▶ _Task description_: The records appear below. Repeat them exactly.

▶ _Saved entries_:
»»

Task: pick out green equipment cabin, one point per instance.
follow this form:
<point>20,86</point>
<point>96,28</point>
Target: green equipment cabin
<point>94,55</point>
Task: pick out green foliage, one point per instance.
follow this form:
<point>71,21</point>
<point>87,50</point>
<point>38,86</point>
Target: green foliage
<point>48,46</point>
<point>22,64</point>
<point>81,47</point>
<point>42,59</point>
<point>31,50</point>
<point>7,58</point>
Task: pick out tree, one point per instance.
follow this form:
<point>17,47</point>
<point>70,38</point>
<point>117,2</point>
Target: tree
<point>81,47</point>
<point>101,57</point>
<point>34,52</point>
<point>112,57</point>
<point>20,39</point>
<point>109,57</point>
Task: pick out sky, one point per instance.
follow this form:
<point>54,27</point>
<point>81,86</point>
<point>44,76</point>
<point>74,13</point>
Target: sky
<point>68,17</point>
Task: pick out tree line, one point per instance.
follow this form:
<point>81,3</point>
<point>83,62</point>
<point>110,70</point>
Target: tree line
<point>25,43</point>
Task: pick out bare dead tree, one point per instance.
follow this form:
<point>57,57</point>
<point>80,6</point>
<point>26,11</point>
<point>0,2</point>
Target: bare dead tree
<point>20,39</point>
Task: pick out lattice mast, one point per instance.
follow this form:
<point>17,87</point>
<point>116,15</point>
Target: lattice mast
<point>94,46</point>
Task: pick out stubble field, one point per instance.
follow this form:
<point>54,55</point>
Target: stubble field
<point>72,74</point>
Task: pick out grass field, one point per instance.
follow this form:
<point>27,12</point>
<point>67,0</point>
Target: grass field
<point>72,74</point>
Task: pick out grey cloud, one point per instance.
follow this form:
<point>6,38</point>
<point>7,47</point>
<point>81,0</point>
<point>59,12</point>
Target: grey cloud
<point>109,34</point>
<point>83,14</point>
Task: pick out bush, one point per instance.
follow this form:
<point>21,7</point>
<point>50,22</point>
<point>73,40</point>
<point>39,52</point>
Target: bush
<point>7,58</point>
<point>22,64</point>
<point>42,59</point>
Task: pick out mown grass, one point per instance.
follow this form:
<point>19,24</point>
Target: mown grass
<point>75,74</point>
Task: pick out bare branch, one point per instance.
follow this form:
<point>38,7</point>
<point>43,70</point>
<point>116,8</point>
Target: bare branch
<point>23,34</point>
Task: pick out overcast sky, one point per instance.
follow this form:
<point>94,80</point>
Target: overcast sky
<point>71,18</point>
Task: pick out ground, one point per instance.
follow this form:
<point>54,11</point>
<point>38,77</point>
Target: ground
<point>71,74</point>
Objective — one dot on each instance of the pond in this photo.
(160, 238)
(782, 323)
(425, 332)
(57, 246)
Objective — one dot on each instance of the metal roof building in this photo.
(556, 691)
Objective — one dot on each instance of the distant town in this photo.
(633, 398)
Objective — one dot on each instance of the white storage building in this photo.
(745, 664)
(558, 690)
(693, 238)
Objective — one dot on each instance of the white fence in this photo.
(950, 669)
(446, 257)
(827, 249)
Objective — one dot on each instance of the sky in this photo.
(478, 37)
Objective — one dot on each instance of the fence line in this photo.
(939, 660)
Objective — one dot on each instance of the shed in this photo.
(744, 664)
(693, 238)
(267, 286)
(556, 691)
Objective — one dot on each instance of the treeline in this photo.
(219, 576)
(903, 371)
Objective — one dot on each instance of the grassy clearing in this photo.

««

▶ _Exercise answer_:
Task: pick out green equipment cabin, one point per instance.
follow this form:
<point>20,86</point>
<point>96,28</point>
Target: green equipment cabin
<point>94,55</point>
Task: pick out green foliage, one point per instance.
follow this form:
<point>71,21</point>
<point>87,50</point>
<point>38,86</point>
Target: green foliage
<point>48,46</point>
<point>22,64</point>
<point>81,47</point>
<point>42,59</point>
<point>31,50</point>
<point>7,58</point>
Task: pick out tree, one point per instance.
follow this form:
<point>17,47</point>
<point>70,38</point>
<point>117,2</point>
Target: tree
<point>81,47</point>
<point>101,57</point>
<point>34,52</point>
<point>112,57</point>
<point>20,39</point>
<point>109,57</point>
Task: pick out sky, one point per instance.
follow this form:
<point>54,27</point>
<point>81,86</point>
<point>44,76</point>
<point>74,13</point>
Target: sky
<point>68,17</point>
Task: pick out tree line, one point per instance.
follow this form:
<point>81,3</point>
<point>83,62</point>
<point>110,70</point>
Target: tree line
<point>25,43</point>
Task: pick out bare dead tree, one point per instance.
follow this form:
<point>57,57</point>
<point>80,6</point>
<point>26,11</point>
<point>0,2</point>
Target: bare dead tree
<point>20,39</point>
Task: pick out lattice mast, one point per instance.
follow this form:
<point>17,87</point>
<point>116,15</point>
Target: lattice mast
<point>94,46</point>
Task: pick out stubble field, one point per instance.
follow this form:
<point>54,55</point>
Target: stubble field
<point>72,74</point>
Task: pick out grass field, one point per instance.
follow this form:
<point>27,12</point>
<point>67,0</point>
Target: grass field
<point>72,74</point>
Task: pick out grey cloud, one point per instance.
follow this form:
<point>6,38</point>
<point>7,47</point>
<point>81,0</point>
<point>59,12</point>
Target: grey cloud
<point>109,34</point>
<point>83,14</point>
Task: pick out bush, one point per instance.
follow this form:
<point>21,7</point>
<point>50,22</point>
<point>73,40</point>
<point>39,52</point>
Target: bush
<point>7,58</point>
<point>22,64</point>
<point>42,59</point>
Task: pick out mown grass, one point per instance.
follow this form:
<point>19,24</point>
Target: mown grass
<point>75,74</point>
Task: pick out bare branch, one point per instance.
follow this form:
<point>38,7</point>
<point>43,70</point>
<point>116,8</point>
Target: bare branch
<point>23,34</point>
Task: pick out overcast sky, one point per instance.
follow this form:
<point>94,80</point>
Target: overcast sky
<point>71,18</point>
Task: pick out ground, one point per instance.
follow this form:
<point>54,11</point>
<point>38,77</point>
Target: ground
<point>71,74</point>
Objective — one dot on each instance of the pond in this photo.
(160, 238)
(782, 323)
(425, 332)
(57, 246)
Objective — one dot on each instance of the metal roof building in this photo.
(556, 691)
Objective — one dot on each instance of the distant town in this photo.
(633, 398)
Objective — one dot on each instance of the white storage building in this photo.
(745, 664)
(558, 690)
(693, 238)
Objective — one dot on each instance of the white fence in this photo.
(950, 669)
(446, 257)
(827, 249)
Objective — one dot on each instance of the sky in this photo.
(478, 37)
Objective — one dot on each instance of the fence line in this photo.
(939, 660)
Objective — one dot on each instance of the shed in this photo.
(744, 664)
(693, 238)
(267, 286)
(556, 691)
Objective — one dot on each instance of the treeline in this photo.
(219, 576)
(903, 371)
Objective — one dot on each instance of the grassy clearing in this photo.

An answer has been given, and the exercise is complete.